ОТРЫВОК:

---------------

Да уж, это видимо оказалось проще, чем принести бумагу. Потом меня отвязали от потолка, я упал, и с заломленными руками провалялся еще несколько часов. Камеру периодически открывали:
— Успокоился, бунтарь? Осознал вину?
Я гордо молчал или проявлял свое негодование. Потом сдался и смиренно попросил:
— Отпустите!
И меня отпустили… в карцер. В сыром подземелье находилось около десятка подобных усмирительных помещений, куда еле-еле пробивался свет. Обстановка соответствовала назначению: стационарный унитаз с краником-рукомойником, который одновременно служил и для слива. Деревянный настил, на котором можно спать (естественно, без матрасов, подушек и белья) с 10 вечера до 6 утра и который на остальное время складывался, как верхние полки в купе. Под замок. По-моему, даже табуретки не стояло. Если ходить — два шага максимум. Кормят через день — один, как обычного заключенного, другой — полкирпича хлеба и кипяток. Максимальный срок заточения в карцере 15 суток, я получил 10. И в знак протеста начал голодать. Через два дня обход делал начальник тюрьмы, которому я подробно изложил, почему попал сюда. Естественно, попал несправедливо. Резюме было кратким:
— Все заслуженно. Значит, ты так себя вел.

---------------

ЗАПИСАННЫЕ ДАННЫЕ:
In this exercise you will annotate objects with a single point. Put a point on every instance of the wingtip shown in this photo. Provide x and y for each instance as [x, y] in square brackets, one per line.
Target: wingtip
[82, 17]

---------------

УСЛОВИЕ ЗАДАНИЯ: Напишите продолжение отрывка о тюремном карцере, начав сразу после его последней фразы.

ПИСЬМЕННЫЙ ОТВЕТ:
Я же с виновностью не соглашался, считал наказание незаконным и продолжал голодовку. Через день начальник снова риторически общался со мной:
— Вот вы, Айзеншпис, голодаете, а это тоже серьезное нарушение режима. Ведь в чем смысл тюрьмы? Вы должны честно отбыть наказание, исправиться и живым-здоровым вернуться в общество и отработать ему свои неоплатные долги. А не сесть на шею народа больным инвалидом. В общем, если начнете принимать пищу, может, я и смягчу меру наказания. А если не начнете, может, и ужесточу.
Голодовка в тюрьме считается грубейшим проступком. За нее зека могут больно побить дубинами, а то и обратить на него гнев всей камеры. Как этого добиваются? Да очень просто и как всегда незаконно: отбирают пищу и у тех сокамерников, которые в общем-то и не собираются голодать. Ну, а апофеозом свинства можно считать насильственное кормление через резиновый шланг, по которому прямо в глотку закачивают вонючее пойло.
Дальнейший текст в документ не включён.